>> Begin Text

Saturday, 16 January 2016

Song at Wedding Dinner

I conclude with a song “Thank Heaven for Little Girls” from the musical “Gigi”, written by Lerner and Lowe who also wrote “My Fair Lady.”

Thank heaven for little girls 
for little girls get bigger every day! 
Thank heaven for little girls 
they grow up in the most delightful way! 

Those little eyes so helpless and appealing 
one day will flash and send you crashing thru the ceiling 
Thank heaven for little girls 
Thank heaven for them all, no matter where no matter who 
for without them, what would little boys do? 
Thank heaven... thank heaven... 
Thank heaven for little girls! 

Now my own version:

Thank heaven for Juni girl 
You were a joy to behold everyday 
Thank heaven for Juni girl 
You’ve grown up, I now give you away 
When I look at you, I have such mixed feelings 
My eyes are red, my heart nearly touches the ceiling 
Thank heaven for Juni girl 
Thank heaven for all the days we’ve been through 
Without you, what would your poor daddy do 
Thank heaven... thank heaven 
Thank heaven for Juni girl!

MY PRINCESS

You are my princess, though I am not a king
You are the gift that heaven did bring
On that special Father’s Day in June of 84
From my own birth date, one day before

Everywhere we went, I carried you around
So well behaved, you hardly made a sound
You listened to my stories both new and old
We shared the hugs and many memories of gold

The years have flown so fast through school and U
No longer can I carry or dote on you
On this happy day, you are now a queen
You are still my princess, though married to your king

(poem read at the wedding service)

SPEECH BY FATHER OF THE BRIDE AT THE WEDDING BANQUET

We welcome you all to our Chindian wedding. It is called Chindian rather than Indchi or Indo-Chin as we might be mistaken as Vietnamese from IndoChina.

>> End Text
>> Begin Stored records

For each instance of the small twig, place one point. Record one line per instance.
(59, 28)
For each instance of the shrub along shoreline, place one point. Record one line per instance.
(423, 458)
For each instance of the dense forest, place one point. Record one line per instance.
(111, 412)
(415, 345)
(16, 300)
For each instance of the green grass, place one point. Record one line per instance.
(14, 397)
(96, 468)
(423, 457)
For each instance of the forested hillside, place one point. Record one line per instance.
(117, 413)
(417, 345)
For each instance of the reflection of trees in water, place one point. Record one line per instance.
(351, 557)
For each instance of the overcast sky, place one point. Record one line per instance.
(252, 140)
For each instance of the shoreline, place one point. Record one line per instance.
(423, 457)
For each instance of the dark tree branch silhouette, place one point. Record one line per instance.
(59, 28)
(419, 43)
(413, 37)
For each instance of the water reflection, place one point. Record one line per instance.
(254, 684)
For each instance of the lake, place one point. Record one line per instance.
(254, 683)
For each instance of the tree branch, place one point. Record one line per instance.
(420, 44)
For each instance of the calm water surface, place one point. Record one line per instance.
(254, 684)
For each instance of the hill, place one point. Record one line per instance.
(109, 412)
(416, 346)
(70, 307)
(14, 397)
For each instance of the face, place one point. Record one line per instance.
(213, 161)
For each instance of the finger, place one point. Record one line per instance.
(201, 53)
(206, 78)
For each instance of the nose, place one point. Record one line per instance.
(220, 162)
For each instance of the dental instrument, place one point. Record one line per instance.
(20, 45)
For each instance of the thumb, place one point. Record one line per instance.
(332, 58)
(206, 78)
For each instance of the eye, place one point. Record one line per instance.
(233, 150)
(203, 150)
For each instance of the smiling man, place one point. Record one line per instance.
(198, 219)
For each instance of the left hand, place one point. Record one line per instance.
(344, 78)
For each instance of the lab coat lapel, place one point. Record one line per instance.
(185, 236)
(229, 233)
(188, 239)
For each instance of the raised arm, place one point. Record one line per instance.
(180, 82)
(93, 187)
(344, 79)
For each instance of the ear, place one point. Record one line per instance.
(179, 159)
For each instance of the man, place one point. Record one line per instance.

>> End Stored records

Write out the wedding text above in full, word for word, from its date line to its final sentence.

◆ **Answer for this exercise**
Saturday, 16 January 2016

Song at Wedding Dinner

I conclude with a song “Thank Heaven for Little Girls” from the musical “Gigi”, written by Lerner and Lowe who also wrote “My Fair Lady.”

Thank heaven for little girls 
for little girls get bigger every day! 
Thank heaven for little girls 
they grow up in the most delightful way! 

Those little eyes so helpless and appealing 
one day will flash and send you crashing thru the ceiling 
Thank heaven for little girls 
Thank heaven for them all, no matter where no matter who 
for without them, what would little boys do? 
Thank heaven... thank heaven... 
Thank heaven for little girls! 

Now my own version:

Thank heaven for Juni girl 
You were a joy to behold everyday 
Thank heaven for Juni girl 
You’ve grown up, I now give you away 
When I look at you, I have such mixed feelings 
My eyes are red, my heart nearly touches the ceiling 
Thank heaven for Juni girl 
Thank heaven for all the days we’ve been through 
Without you, what would your poor daddy do 
Thank heaven... thank heaven 
Thank heaven for Juni girl!

MY PRINCESS

You are my princess, though I am not a king
You are the gift that heaven did bring
On that special Father’s Day in June of 84
From my own birth date, one day before

Everywhere we went, I carried you around
So well behaved, you hardly made a sound
You listened to my stories both new and old
We shared the hugs and many memories of gold

The years have flown so fast through school and U
No longer can I carry or dote on you
On this happy day, you are now a queen
You are still my princess, though married to your king

(poem read at the wedding service)

SPEECH BY FATHER OF THE BRIDE AT THE WEDDING BANQUET

We welcome you all to our Chindian wedding. It is called Chindian rather than Indchi or Indo-Chin as we might be mistaken as Vietnamese from IndoChina.